** start EXTRACT TO READ **

INSERT INTO ticket_moves (ticket_id, create_date, move_date, from_stage, to_stage)
    VALUES
        -- Ticket 1: Created in "New", then moves to Doing, Review, Done.
        (1, '2024-09-01', '2024-09-03', 'New', 'Doing'),
        (1, '2024-09-01', '2024-09-07', 'Doing', 'Review'),
        (1, '2024-09-01', '2024-09-10', 'Review', 'Done'),
        -- Ticket 2: Created in "New", then moves: New → Doing → Review → Doing again → Review.
        (2, '2024-09-05', '2024-09-08', 'New', 'Doing'),
        (2, '2024-09-05', '2024-09-12', 'Doing', 'Review'),
        (2, '2024-09-05', '2024-09-15', 'Review', 'Doing'),
        (2, '2024-09-05', '2024-09-20', 'Doing', 'Review'),
        -- Ticket 3: Created in "New", then moves to Doing. (Edge case: no subsequent move from Doing.)

** end EXTRACT TO READ **

- THINGS TO DO
**a.** Answer from the ticket_moves insert:
(i) What create date is given for ticket 1?
(ii) On what date does ticket 2 move from Review back to Doing?
(iii) What edge case do the comments note for ticket 3?
**b.** List every column named in the ticket_moves insert.
The listing is from a separate, unrelated source.

** start MATERIAL **

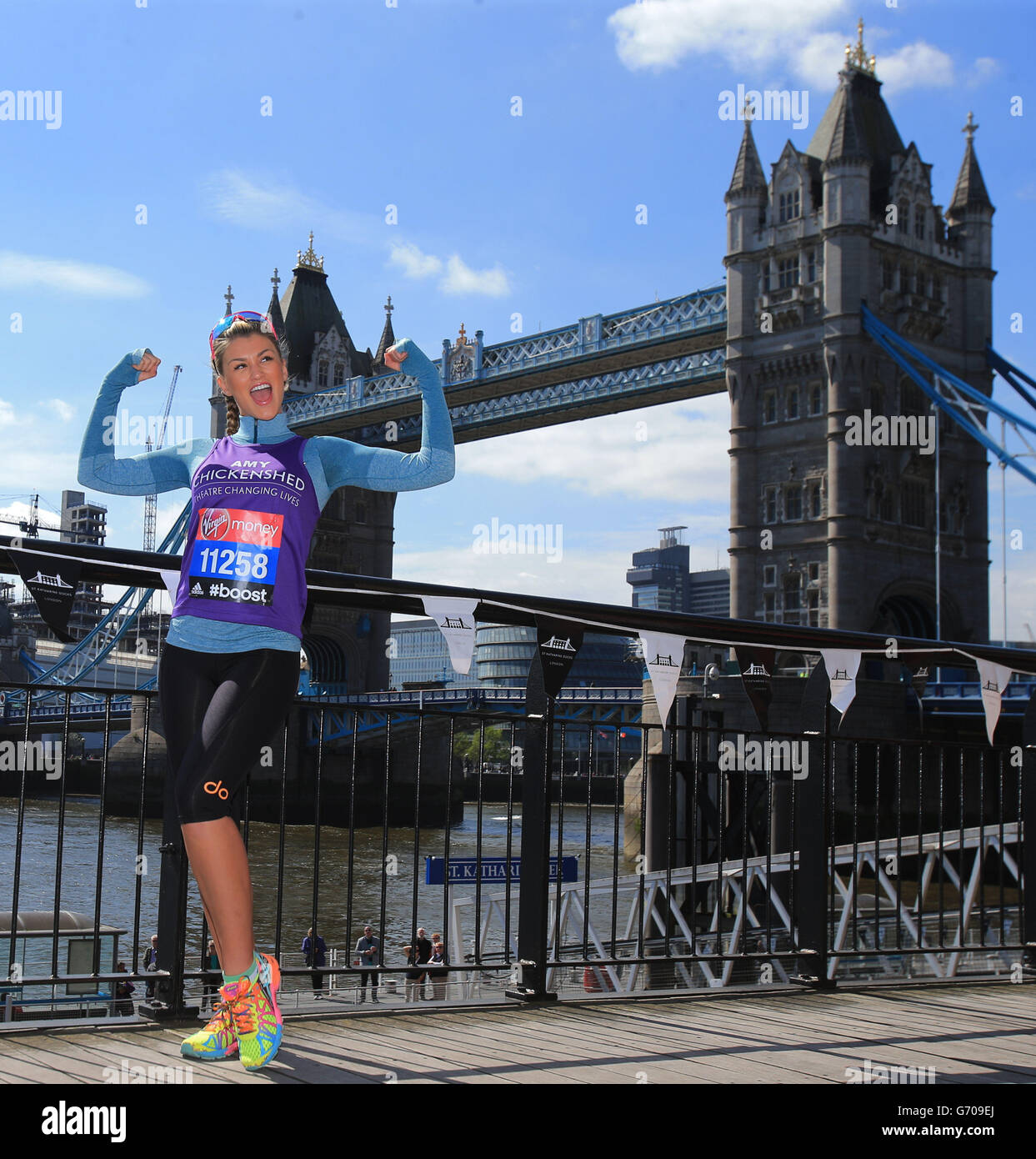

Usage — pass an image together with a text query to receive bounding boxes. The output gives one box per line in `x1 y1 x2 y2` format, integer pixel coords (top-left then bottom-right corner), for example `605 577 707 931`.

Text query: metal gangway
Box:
448 822 1023 995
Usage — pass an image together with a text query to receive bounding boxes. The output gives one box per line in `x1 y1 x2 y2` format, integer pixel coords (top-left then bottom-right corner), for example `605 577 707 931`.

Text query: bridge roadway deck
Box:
0 981 1036 1093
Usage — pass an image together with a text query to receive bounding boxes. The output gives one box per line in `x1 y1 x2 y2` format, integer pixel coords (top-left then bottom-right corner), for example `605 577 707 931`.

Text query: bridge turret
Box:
946 113 997 350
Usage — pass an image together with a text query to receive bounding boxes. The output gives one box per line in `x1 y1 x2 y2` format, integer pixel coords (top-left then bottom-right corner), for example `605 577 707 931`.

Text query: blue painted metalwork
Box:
284 286 727 443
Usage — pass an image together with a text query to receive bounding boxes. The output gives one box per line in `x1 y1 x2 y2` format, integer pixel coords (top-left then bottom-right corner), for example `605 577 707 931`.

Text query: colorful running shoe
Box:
219 954 282 1071
180 1001 238 1059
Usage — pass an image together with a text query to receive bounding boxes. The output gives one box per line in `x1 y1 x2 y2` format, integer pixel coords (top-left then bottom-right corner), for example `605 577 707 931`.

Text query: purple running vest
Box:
173 434 320 636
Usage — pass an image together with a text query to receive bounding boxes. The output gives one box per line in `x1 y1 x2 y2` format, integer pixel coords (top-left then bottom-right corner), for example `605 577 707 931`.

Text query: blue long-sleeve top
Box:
79 339 455 653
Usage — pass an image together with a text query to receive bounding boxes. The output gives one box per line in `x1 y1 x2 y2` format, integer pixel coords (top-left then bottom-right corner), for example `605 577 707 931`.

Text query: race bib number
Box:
188 508 284 607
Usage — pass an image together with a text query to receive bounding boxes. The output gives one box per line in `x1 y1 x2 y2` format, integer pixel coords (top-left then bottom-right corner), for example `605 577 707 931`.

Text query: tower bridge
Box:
8 29 1010 695
284 285 727 449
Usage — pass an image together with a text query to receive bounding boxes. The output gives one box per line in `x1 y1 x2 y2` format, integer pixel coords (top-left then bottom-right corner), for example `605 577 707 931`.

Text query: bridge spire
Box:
727 110 766 197
374 294 395 366
845 16 875 77
947 111 993 216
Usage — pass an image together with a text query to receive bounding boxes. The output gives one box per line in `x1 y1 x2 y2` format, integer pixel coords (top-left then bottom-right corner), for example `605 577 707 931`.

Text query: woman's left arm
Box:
313 339 457 491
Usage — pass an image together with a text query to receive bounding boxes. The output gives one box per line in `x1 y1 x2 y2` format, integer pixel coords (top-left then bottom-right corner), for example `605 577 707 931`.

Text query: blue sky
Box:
0 0 1036 638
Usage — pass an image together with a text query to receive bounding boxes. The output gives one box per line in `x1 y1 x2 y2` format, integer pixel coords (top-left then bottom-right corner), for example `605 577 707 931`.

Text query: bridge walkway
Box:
0 981 1036 1091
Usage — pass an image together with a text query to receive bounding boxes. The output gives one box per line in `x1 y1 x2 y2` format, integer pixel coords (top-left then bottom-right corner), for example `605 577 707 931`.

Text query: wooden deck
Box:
0 983 1036 1093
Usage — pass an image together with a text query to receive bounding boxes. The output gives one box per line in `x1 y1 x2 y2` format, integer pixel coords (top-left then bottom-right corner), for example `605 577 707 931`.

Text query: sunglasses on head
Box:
208 309 278 357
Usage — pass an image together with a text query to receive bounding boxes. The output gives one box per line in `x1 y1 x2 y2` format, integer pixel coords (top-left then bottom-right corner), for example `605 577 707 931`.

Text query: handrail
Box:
0 534 1036 675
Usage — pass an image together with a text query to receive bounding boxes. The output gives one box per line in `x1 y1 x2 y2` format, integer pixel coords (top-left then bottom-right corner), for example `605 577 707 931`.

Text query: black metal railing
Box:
0 537 1036 1019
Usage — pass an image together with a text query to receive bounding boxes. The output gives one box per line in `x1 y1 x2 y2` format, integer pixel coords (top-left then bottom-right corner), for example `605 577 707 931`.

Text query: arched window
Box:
896 197 909 233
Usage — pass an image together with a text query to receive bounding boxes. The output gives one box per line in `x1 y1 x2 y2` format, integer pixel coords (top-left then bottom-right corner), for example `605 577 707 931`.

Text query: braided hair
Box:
212 318 288 434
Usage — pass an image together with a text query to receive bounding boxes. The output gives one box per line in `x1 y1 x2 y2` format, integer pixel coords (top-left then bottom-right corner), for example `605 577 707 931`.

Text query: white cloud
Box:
0 249 151 298
388 241 511 298
388 241 443 279
201 169 385 244
878 41 957 93
439 253 511 298
392 547 658 607
39 399 75 423
608 0 983 92
608 0 848 72
790 33 846 91
457 392 730 504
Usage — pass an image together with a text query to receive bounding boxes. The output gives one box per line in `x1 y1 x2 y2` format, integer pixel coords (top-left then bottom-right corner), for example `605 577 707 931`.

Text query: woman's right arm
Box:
78 348 212 495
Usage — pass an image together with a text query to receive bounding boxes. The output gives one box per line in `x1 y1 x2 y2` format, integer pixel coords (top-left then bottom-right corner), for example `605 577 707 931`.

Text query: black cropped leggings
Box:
158 643 299 824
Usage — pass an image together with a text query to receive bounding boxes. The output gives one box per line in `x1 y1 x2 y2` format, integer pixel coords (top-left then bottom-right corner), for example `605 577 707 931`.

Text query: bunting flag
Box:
7 547 83 645
535 613 583 699
820 648 862 716
158 568 180 604
421 595 478 675
639 630 687 728
735 645 777 732
973 656 1010 744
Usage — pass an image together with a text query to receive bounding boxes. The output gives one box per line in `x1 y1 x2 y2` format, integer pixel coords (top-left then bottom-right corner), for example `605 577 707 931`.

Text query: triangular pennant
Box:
535 615 583 699
421 595 478 675
974 656 1010 744
158 568 180 604
736 645 777 732
639 630 687 728
820 648 860 716
7 547 83 645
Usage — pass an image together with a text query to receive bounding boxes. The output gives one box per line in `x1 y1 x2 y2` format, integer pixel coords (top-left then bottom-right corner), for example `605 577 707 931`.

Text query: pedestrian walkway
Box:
0 981 1036 1084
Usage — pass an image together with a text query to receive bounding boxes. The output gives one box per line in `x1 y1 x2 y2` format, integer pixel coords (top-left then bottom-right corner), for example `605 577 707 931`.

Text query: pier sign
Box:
424 858 579 886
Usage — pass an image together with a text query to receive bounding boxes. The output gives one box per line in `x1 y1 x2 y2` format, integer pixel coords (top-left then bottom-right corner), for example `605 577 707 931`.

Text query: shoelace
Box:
228 983 258 1037
205 1001 231 1031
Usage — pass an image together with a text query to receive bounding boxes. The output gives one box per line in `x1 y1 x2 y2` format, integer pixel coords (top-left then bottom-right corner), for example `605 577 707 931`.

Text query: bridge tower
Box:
724 22 994 641
210 233 395 692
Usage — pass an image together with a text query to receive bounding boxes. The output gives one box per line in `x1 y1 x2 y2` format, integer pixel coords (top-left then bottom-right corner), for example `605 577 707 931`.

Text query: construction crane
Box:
143 366 183 552
0 495 50 539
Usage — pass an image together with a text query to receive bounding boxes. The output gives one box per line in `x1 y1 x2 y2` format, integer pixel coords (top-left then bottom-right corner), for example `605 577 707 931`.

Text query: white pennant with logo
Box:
974 656 1010 744
820 648 861 716
158 568 180 604
639 630 687 727
421 595 478 675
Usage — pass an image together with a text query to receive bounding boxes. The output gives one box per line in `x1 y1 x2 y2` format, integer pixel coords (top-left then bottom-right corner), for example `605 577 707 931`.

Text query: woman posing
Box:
79 312 454 1070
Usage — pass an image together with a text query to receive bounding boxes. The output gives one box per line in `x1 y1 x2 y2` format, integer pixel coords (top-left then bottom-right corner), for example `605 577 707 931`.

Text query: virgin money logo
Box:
202 508 231 539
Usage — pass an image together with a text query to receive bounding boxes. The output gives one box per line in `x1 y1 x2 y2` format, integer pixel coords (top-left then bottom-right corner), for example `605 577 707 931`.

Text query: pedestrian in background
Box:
303 926 327 998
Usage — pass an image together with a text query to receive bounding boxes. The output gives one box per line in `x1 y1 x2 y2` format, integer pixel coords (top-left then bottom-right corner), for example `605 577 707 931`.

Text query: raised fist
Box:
385 339 410 369
130 350 163 383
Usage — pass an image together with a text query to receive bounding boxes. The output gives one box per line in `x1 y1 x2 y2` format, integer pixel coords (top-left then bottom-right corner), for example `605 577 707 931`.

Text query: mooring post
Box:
504 649 561 1002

** end MATERIAL **

- COMPLETE ANSWERS
**a.**
(i) 2024-09-01
(ii) 2024-09-15
(iii) There is no subsequent move from Doing.

**b.** ticket_id, create_date, move_date, from_stage, to_stage